» **EXERCISE DESCRIPTION**: Reproduce exactly, from the data that follows, the line with "In this exercise you will indicate the white", the line with "Target: eucalyptus tree", and every line that lies between them.

Dataset excerpts:
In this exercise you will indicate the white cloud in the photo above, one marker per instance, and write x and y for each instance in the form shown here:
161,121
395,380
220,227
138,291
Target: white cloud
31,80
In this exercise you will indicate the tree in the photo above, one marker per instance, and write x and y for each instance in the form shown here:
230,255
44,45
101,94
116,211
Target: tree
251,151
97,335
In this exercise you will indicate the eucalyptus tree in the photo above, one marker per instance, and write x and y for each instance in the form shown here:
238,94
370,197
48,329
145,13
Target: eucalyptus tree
---
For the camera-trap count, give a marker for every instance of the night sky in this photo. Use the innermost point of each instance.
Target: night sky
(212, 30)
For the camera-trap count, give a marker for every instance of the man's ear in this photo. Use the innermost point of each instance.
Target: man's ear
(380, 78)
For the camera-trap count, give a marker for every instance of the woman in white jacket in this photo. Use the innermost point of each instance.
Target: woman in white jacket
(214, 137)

» **WRITTEN SOLUTION**:
In this exercise you will indicate the white cloud in the photo above, one marker per instance, and write x and y for each instance in the form shown here:
161,121
395,380
220,227
138,291
Target: white cloud
31,80
In this exercise you will indicate the tree in the photo above, one marker per instance, and write x and y for each instance in the form shown here:
230,255
44,45
101,94
116,211
Target: tree
251,151
97,335
In this exercise you will indicate the eucalyptus tree in the photo above, one marker per instance, and write x and y for each instance in the form shown here:
238,94
370,197
48,329
145,13
Target: eucalyptus tree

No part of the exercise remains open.